--- Rows ---

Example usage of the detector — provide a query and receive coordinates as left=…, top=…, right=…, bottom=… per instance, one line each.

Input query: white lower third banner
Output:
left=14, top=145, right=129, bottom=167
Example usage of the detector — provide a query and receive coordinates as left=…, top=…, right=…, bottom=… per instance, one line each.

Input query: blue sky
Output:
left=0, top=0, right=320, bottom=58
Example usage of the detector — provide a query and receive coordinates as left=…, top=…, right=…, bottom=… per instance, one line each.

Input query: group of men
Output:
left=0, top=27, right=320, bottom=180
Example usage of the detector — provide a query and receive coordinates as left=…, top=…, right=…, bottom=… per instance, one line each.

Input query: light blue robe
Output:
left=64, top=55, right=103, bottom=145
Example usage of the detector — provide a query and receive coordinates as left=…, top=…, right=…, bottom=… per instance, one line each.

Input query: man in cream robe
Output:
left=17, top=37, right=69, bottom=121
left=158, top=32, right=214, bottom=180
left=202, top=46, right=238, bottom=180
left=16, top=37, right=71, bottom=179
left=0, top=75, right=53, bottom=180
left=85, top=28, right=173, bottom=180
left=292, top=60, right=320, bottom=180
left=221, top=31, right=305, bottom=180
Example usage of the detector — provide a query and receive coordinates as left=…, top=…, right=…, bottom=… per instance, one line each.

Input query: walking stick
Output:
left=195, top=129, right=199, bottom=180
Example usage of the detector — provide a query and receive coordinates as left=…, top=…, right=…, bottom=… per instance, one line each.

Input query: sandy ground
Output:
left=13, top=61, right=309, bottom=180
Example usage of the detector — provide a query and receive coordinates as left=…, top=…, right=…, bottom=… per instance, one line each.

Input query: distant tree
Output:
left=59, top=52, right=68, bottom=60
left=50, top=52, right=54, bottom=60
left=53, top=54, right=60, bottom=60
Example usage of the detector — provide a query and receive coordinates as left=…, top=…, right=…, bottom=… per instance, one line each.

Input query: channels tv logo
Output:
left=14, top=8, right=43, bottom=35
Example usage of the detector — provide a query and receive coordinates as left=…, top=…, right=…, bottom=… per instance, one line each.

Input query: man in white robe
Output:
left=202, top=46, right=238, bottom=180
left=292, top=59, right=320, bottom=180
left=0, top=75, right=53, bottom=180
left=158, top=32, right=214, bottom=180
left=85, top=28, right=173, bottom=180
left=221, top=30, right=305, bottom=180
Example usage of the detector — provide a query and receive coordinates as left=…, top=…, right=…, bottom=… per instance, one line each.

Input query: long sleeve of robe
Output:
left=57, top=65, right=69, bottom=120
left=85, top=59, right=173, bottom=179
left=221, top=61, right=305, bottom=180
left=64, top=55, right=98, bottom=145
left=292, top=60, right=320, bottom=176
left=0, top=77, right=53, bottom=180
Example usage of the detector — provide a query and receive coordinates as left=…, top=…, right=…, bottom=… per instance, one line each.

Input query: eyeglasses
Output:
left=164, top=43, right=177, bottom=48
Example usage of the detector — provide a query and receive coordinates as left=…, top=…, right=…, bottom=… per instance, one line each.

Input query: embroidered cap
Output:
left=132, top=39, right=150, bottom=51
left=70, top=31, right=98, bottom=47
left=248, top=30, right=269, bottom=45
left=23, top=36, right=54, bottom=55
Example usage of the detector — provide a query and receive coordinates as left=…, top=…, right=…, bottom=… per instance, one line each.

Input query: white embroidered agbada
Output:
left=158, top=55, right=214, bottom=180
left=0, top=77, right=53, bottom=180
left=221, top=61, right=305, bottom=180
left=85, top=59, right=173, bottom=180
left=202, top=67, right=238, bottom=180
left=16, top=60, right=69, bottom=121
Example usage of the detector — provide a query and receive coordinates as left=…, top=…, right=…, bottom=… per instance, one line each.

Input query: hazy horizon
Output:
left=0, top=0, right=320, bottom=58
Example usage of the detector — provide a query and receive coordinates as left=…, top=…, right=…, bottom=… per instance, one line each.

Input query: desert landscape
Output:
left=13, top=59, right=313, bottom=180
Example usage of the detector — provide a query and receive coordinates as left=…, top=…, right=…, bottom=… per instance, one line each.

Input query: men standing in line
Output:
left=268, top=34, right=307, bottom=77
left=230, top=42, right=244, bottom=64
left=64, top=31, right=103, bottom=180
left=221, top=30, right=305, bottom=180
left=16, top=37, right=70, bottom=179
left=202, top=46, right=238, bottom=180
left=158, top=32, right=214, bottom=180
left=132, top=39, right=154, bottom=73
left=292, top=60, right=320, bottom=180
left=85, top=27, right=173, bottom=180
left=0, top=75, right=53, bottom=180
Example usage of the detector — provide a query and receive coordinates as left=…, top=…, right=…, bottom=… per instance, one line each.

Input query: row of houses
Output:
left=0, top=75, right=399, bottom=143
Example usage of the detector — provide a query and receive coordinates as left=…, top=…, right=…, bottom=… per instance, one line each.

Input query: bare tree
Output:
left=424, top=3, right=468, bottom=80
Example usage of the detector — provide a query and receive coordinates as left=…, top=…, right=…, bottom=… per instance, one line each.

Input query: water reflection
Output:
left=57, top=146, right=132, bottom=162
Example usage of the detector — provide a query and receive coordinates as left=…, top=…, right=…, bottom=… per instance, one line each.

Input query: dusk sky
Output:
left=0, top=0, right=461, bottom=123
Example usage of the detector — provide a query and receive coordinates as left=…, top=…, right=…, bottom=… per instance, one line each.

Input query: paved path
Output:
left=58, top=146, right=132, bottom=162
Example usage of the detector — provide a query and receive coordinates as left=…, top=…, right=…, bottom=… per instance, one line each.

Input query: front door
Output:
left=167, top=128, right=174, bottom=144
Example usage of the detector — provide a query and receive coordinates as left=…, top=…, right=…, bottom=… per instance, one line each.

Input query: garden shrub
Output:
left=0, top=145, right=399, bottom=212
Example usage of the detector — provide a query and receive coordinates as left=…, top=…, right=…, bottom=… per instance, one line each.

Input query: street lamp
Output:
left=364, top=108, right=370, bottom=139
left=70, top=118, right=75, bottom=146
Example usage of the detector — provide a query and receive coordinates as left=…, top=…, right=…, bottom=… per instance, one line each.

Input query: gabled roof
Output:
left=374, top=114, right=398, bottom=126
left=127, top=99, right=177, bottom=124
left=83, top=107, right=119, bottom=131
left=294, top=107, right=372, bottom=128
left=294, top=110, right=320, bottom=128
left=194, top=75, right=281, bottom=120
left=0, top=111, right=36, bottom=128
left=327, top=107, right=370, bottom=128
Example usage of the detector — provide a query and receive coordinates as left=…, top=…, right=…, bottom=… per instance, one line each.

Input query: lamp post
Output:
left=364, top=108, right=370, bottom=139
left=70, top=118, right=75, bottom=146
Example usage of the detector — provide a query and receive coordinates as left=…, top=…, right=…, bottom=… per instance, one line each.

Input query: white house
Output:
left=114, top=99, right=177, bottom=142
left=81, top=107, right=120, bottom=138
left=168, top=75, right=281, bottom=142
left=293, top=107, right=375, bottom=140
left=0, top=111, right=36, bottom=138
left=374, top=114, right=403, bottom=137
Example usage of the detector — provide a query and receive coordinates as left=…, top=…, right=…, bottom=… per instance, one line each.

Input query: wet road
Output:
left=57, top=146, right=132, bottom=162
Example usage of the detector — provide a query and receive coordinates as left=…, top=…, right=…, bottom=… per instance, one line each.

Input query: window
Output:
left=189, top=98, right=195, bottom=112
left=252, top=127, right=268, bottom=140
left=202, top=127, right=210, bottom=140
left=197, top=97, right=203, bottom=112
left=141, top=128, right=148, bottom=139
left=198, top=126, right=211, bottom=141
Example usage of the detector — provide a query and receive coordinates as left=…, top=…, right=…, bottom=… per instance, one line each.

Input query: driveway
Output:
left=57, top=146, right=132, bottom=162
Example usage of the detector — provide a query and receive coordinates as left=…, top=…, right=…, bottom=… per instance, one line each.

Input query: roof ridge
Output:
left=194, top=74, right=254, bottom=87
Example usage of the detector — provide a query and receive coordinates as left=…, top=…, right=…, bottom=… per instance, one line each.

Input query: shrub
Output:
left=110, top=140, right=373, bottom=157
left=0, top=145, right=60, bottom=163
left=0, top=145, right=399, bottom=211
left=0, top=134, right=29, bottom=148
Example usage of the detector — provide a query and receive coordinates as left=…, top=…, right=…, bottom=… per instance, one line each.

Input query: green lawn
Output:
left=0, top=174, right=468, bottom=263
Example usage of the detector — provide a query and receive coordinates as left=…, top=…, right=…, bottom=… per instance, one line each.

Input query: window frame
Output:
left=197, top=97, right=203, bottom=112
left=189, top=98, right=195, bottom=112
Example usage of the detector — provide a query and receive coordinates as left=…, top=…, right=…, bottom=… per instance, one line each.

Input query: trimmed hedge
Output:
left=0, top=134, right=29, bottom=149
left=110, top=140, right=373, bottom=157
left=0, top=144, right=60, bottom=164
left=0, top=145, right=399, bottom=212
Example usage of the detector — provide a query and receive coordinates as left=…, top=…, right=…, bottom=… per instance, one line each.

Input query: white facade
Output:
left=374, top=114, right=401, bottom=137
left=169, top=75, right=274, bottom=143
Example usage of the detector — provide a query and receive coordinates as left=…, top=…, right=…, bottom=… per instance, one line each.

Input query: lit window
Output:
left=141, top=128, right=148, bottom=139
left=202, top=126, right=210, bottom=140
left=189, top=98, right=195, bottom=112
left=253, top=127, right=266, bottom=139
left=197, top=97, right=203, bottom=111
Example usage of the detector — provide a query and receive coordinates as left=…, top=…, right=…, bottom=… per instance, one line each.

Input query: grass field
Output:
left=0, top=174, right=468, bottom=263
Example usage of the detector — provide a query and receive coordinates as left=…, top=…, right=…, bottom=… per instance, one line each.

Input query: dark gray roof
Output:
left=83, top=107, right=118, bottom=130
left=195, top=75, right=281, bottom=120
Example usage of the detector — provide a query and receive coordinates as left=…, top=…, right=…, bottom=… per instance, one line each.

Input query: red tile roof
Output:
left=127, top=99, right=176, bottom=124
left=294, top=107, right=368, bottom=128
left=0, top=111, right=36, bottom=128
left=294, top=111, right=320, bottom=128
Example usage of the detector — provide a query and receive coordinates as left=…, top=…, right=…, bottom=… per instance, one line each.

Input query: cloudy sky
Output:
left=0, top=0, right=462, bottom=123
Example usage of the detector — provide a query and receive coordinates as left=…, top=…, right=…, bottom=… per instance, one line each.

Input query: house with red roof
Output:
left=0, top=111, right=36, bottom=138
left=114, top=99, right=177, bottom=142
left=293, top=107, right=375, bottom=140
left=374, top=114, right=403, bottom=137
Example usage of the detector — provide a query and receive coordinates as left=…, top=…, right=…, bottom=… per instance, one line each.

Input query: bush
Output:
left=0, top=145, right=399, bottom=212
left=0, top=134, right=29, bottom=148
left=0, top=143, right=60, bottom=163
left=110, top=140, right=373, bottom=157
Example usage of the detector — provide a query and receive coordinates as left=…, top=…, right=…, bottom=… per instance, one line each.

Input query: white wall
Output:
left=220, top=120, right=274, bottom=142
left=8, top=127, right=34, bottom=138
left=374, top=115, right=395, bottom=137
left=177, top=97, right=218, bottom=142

---

§ **Exercise details**
Render the listing, from its first line through the line holding "left=14, top=8, right=43, bottom=35" inclusive, as a Markdown table with the columns Row and Line: number each row and give one line per row, leaving out blank lines.

§ **Answer below**
| Row | Line |
|---|---|
| 1 | Example usage of the detector — provide a query and receive coordinates as left=…, top=…, right=…, bottom=… per instance, one line each. |
| 2 | Input query: white lower third banner |
| 3 | Output: |
| 4 | left=14, top=145, right=129, bottom=167 |
| 5 | Example usage of the detector — provide a query and receive coordinates as left=…, top=…, right=…, bottom=… per instance, one line each. |
| 6 | Input query: blue sky |
| 7 | Output: |
| 8 | left=0, top=0, right=320, bottom=58 |
| 9 | Example usage of the detector — provide a query and receive coordinates as left=…, top=…, right=…, bottom=… per instance, one line each. |
| 10 | Input query: group of men |
| 11 | Output: |
| 12 | left=0, top=27, right=320, bottom=180 |
| 13 | Example usage of the detector — provide a query and receive coordinates as left=…, top=…, right=…, bottom=… per instance, one line each. |
| 14 | Input query: light blue robe |
| 15 | Output: |
| 16 | left=64, top=55, right=103, bottom=145 |
| 17 | Example usage of the detector — provide a query and receive coordinates as left=…, top=…, right=…, bottom=… per instance, one line each. |
| 18 | Input query: man in cream robe |
| 19 | Output: |
| 20 | left=17, top=37, right=69, bottom=121 |
| 21 | left=158, top=32, right=214, bottom=180 |
| 22 | left=202, top=46, right=238, bottom=180 |
| 23 | left=16, top=37, right=71, bottom=179 |
| 24 | left=0, top=75, right=53, bottom=180 |
| 25 | left=85, top=28, right=173, bottom=180 |
| 26 | left=292, top=60, right=320, bottom=180 |
| 27 | left=221, top=31, right=305, bottom=180 |
| 28 | Example usage of the detector — provide a query and receive coordinates as left=…, top=…, right=…, bottom=… per instance, one line each. |
| 29 | Input query: walking stick |
| 30 | Output: |
| 31 | left=195, top=129, right=199, bottom=180 |
| 32 | Example usage of the detector — provide a query and receive coordinates as left=…, top=…, right=…, bottom=… per instance, one line each. |
| 33 | Input query: sandy ground |
| 34 | Output: |
| 35 | left=13, top=61, right=309, bottom=180 |
| 36 | Example usage of the detector — provide a query and receive coordinates as left=…, top=…, right=…, bottom=… per instance, one line each. |
| 37 | Input query: distant tree |
| 38 | Output: |
| 39 | left=59, top=52, right=68, bottom=60 |
| 40 | left=50, top=52, right=54, bottom=60 |
| 41 | left=53, top=54, right=60, bottom=60 |
| 42 | Example usage of the detector — provide a query and receive coordinates as left=…, top=…, right=…, bottom=… per instance, one line each. |
| 43 | Input query: channels tv logo |
| 44 | Output: |
| 45 | left=14, top=8, right=43, bottom=35 |